• [Extract provided]:

----------

14 DAY TRIAL // An international team composed of scientists from nineteen universities and research centers from Europe, Canada, Japan, Israel and the United States and lead by Antonio Gerardo Pisabarro de Lucas, Microbiology Professor at the Public University of Navarre, sequences for the first time the genome of an edible mushroom, the oyster mushroom.
The oyster mushroom (Pleurotus ostreatus) has a high nutritional value (it contains high levels of vitamins, proteins and non saturated fatty acids) being grown on an industrial scale and appear to reduce cholesterol levels and has been attributed anticancer properties but it also has applications in the manufacture of paper pulp and cosmetics. It is also a model for studying the CO2 cycle - the main greenhouse effect gas- and has a great potential for use in biodegradation of contaminants.
The mushroom is actively involved in the re-circulation of carbon at a global level because it is an active lignin-degrader. Lignin is the second most abundant biopolymer on Earth, after cellulose, found in wood and grassy plants, and its breakdown is a necessary for making cellulose accessible to degradation which could lead eventually to biofuel.
The understanding the genome regulation of P. ostreatus lignocellulolytic enzymes would help the use of the mushroom in biodegradation processes and other biotechnological processes. Lignin has a chemical composition that is not easy to break down - similar to some of the contaminant compounds that man releases into the environment, such as certain colorants or oils and by-products of the timber industry such as pulp and paper.
Thus, the study of the functioning of the oyster mushroom and of its strategies for adapting to its growth environment and for degrading lignin may be used for designing systems to enable the elimination of these contaminants from the environment. P. ostreatus is a saprophyte in the wild (it lives on dead or decaying matter).

----------

• [Dataset content]:

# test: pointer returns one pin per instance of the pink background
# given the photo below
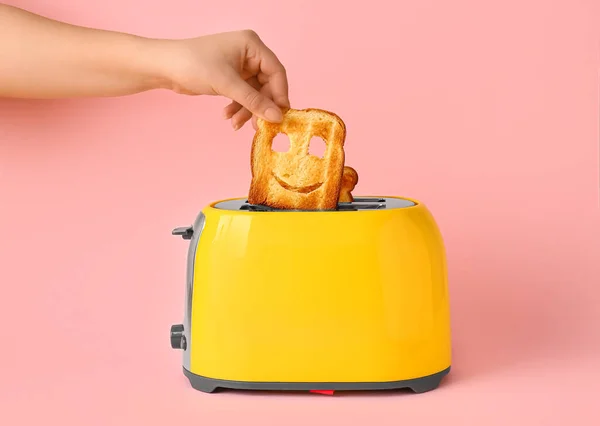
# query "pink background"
(486, 111)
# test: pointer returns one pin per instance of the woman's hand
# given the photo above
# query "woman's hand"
(45, 58)
(237, 65)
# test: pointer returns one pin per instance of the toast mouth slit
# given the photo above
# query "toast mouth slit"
(300, 189)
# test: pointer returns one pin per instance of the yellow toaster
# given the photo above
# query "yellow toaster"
(350, 299)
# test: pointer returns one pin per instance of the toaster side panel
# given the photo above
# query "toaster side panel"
(198, 227)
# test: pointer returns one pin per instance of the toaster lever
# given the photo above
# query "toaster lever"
(177, 337)
(185, 232)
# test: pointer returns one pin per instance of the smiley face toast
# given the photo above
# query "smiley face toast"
(296, 179)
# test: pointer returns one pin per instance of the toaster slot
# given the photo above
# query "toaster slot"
(357, 204)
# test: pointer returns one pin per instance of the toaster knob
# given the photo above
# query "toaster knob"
(186, 232)
(177, 338)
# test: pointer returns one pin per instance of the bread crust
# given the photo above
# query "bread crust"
(297, 180)
(349, 181)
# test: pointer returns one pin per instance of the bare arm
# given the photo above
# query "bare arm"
(44, 58)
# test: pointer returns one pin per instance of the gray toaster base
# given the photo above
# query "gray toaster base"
(418, 385)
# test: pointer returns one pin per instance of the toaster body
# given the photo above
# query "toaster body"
(352, 299)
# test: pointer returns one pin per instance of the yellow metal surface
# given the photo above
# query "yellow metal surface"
(320, 297)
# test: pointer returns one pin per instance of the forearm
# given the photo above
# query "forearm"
(42, 58)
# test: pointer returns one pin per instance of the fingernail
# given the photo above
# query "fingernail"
(273, 114)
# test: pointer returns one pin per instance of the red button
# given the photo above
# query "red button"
(322, 392)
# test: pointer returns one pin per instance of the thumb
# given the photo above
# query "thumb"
(243, 93)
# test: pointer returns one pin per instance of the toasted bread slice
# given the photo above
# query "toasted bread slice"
(297, 180)
(349, 181)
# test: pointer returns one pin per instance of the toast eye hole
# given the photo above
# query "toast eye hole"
(281, 143)
(317, 147)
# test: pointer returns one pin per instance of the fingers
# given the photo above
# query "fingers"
(273, 71)
(232, 86)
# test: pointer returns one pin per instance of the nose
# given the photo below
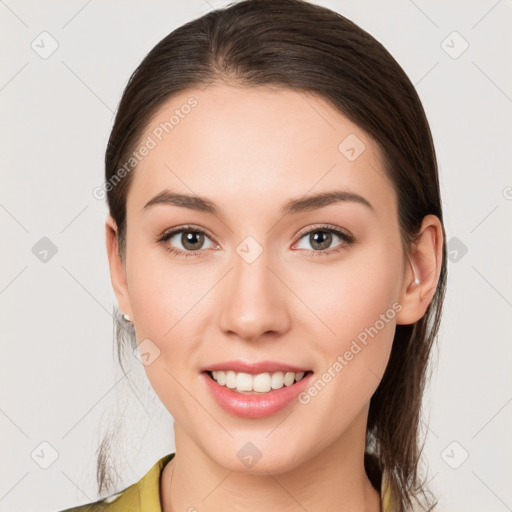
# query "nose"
(254, 300)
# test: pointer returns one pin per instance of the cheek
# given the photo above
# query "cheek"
(356, 304)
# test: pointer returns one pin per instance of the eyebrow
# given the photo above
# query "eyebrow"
(291, 207)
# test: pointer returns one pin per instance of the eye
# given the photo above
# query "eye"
(188, 239)
(322, 237)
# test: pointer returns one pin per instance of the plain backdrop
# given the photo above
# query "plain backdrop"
(64, 66)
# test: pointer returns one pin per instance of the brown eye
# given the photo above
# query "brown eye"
(185, 241)
(321, 239)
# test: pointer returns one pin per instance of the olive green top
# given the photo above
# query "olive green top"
(144, 495)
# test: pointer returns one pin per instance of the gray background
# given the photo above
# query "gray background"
(59, 384)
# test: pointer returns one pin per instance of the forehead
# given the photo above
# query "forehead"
(249, 147)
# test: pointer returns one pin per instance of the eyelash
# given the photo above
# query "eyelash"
(347, 241)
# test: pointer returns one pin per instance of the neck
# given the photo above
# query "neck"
(332, 479)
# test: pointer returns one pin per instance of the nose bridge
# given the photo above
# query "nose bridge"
(253, 302)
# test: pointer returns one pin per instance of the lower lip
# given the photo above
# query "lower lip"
(257, 405)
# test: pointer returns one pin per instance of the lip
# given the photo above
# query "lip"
(255, 405)
(254, 368)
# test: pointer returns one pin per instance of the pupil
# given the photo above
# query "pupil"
(327, 237)
(192, 239)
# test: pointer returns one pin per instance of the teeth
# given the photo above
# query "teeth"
(261, 383)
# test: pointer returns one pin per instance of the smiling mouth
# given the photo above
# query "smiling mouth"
(261, 383)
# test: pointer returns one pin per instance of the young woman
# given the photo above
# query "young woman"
(277, 250)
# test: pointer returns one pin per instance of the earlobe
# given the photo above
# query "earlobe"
(116, 265)
(422, 273)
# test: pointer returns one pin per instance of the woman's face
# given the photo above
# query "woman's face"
(256, 286)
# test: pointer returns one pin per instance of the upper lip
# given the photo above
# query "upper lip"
(254, 368)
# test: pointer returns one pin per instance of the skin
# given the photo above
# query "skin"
(249, 151)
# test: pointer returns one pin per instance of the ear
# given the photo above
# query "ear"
(117, 269)
(422, 272)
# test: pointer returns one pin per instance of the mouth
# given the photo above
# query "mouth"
(256, 384)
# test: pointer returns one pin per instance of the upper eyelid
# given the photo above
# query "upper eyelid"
(337, 230)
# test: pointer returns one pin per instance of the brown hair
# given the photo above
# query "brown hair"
(305, 47)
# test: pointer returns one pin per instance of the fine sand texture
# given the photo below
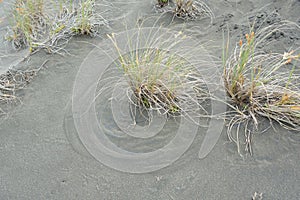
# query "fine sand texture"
(41, 156)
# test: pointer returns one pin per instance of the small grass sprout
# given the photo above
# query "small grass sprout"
(45, 25)
(186, 9)
(29, 24)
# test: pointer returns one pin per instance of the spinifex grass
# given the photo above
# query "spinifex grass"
(189, 9)
(161, 81)
(261, 84)
(186, 9)
(50, 25)
(29, 24)
(13, 81)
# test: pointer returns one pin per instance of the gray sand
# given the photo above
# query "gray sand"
(38, 160)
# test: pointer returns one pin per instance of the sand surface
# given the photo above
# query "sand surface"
(41, 157)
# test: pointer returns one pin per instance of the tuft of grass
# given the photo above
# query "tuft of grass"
(186, 9)
(29, 23)
(159, 80)
(261, 84)
(50, 25)
(13, 81)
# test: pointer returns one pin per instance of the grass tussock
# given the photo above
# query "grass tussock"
(38, 24)
(186, 9)
(13, 81)
(161, 81)
(261, 84)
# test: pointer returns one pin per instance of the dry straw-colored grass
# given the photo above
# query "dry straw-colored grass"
(186, 9)
(37, 24)
(261, 84)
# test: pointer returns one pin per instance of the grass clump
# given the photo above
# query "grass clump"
(38, 24)
(29, 23)
(261, 84)
(13, 81)
(159, 80)
(186, 9)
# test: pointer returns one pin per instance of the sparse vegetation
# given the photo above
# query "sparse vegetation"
(186, 9)
(161, 81)
(37, 26)
(261, 84)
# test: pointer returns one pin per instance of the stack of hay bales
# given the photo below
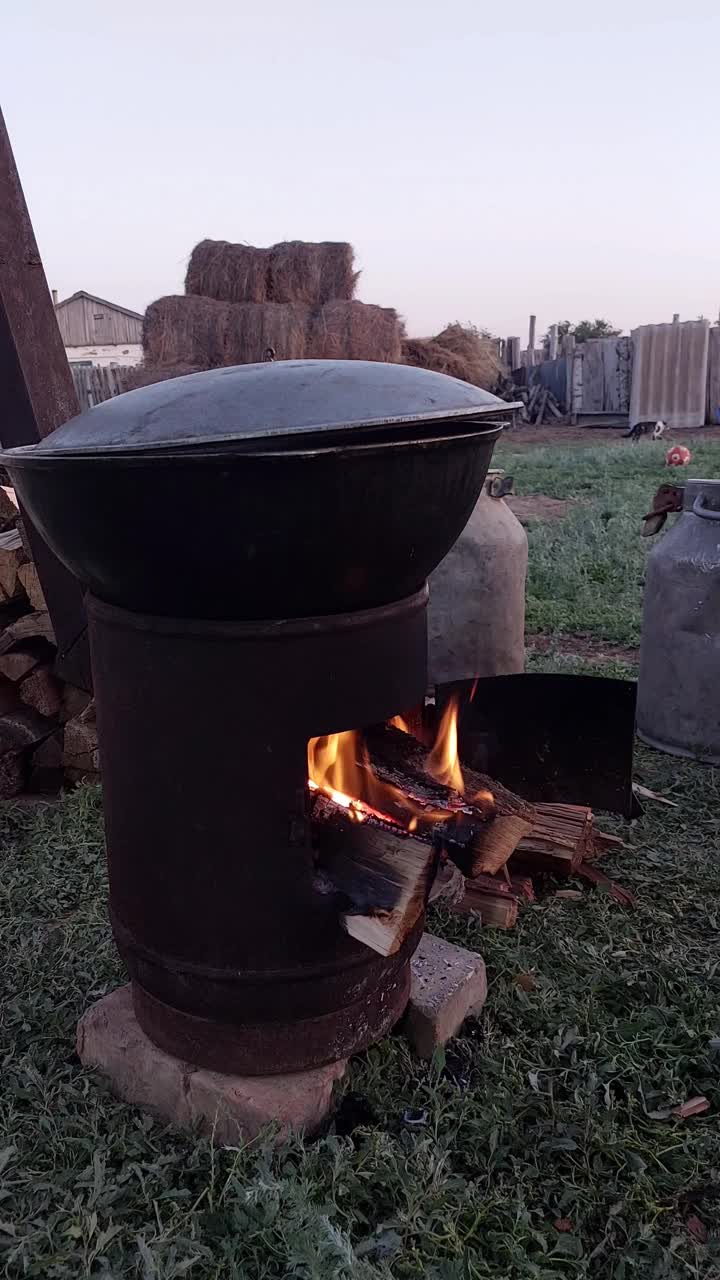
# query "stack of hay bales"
(460, 351)
(296, 298)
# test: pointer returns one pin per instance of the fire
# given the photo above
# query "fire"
(338, 764)
(443, 762)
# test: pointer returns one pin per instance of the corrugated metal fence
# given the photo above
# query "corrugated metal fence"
(95, 384)
(670, 373)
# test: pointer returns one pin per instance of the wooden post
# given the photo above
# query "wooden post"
(513, 353)
(37, 394)
(532, 341)
(569, 350)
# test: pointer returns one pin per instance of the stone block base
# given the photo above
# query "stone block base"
(449, 986)
(229, 1107)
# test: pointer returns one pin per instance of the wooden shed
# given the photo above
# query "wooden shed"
(90, 321)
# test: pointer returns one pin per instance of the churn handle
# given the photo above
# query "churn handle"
(705, 512)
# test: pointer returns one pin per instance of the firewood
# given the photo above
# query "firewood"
(14, 666)
(483, 826)
(80, 750)
(74, 703)
(8, 506)
(557, 841)
(30, 580)
(22, 728)
(382, 878)
(41, 689)
(28, 627)
(10, 560)
(49, 754)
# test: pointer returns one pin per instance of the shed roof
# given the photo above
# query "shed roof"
(92, 297)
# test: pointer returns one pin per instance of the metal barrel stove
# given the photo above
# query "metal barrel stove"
(255, 542)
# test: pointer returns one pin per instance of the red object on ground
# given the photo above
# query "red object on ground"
(678, 456)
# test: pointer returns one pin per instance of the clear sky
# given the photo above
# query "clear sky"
(486, 160)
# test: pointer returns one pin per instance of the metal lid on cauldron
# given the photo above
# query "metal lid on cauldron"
(269, 406)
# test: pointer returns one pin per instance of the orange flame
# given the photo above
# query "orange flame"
(338, 764)
(443, 762)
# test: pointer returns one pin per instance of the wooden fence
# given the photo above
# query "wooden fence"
(95, 384)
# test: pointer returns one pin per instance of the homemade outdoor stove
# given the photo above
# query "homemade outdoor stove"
(323, 494)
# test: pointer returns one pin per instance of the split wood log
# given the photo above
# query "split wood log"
(484, 824)
(42, 691)
(80, 750)
(382, 877)
(559, 841)
(28, 627)
(8, 506)
(49, 754)
(14, 666)
(74, 703)
(30, 580)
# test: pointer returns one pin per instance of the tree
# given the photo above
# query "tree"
(584, 329)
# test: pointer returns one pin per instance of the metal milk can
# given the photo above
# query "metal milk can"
(679, 676)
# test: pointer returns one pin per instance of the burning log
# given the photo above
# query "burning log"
(382, 874)
(487, 822)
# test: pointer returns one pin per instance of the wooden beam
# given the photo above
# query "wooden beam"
(532, 341)
(37, 394)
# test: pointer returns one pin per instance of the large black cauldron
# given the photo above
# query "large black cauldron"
(265, 490)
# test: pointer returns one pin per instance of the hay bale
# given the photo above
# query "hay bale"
(478, 352)
(228, 273)
(291, 272)
(191, 332)
(425, 353)
(251, 328)
(355, 330)
(187, 334)
(311, 273)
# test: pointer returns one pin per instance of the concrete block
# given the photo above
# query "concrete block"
(449, 984)
(231, 1107)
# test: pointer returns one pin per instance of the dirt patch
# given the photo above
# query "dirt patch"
(538, 506)
(583, 647)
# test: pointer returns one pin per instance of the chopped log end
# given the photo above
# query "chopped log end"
(382, 876)
(30, 580)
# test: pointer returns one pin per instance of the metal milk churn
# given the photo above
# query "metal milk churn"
(679, 676)
(477, 611)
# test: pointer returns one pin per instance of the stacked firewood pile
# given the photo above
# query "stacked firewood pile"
(48, 731)
(538, 403)
(483, 848)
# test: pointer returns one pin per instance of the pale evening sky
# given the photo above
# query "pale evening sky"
(484, 160)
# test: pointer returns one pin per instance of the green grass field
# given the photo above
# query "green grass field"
(586, 571)
(556, 1105)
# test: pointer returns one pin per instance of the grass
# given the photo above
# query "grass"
(555, 1106)
(586, 571)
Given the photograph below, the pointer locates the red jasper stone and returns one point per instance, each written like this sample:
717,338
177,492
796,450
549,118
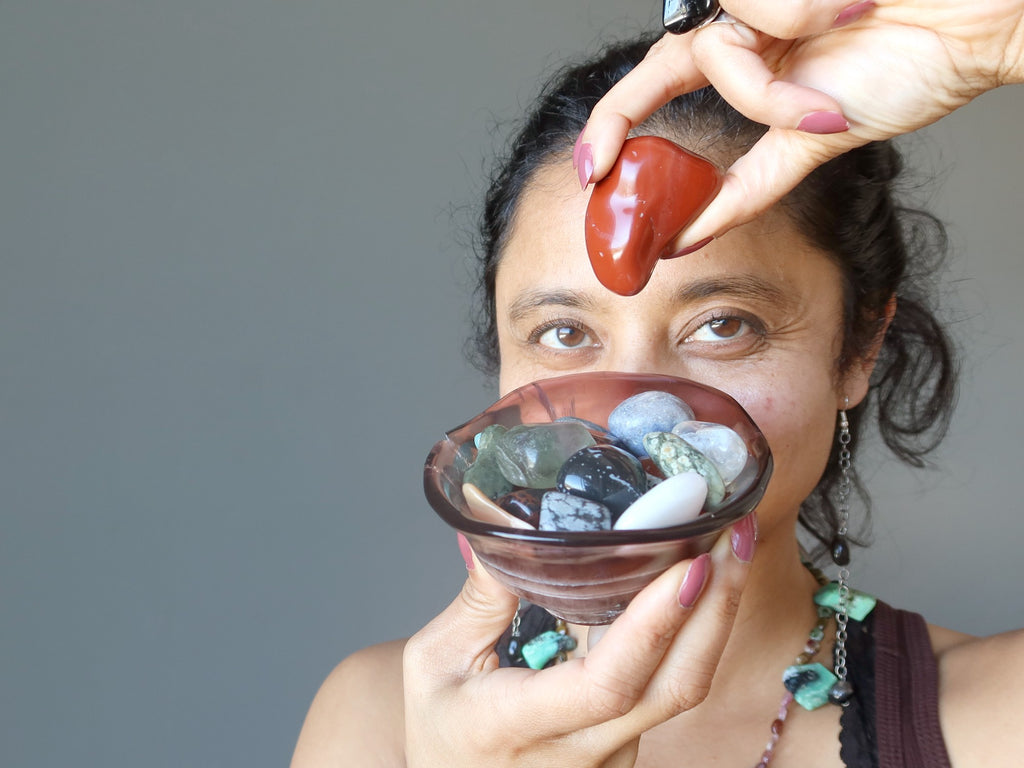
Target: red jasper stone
651,194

----------

• [What to do]: According to the oyster mushroom genome article, which biopolymer is more abundant on Earth than lignin?

• [Answer to this task]: Cellulose.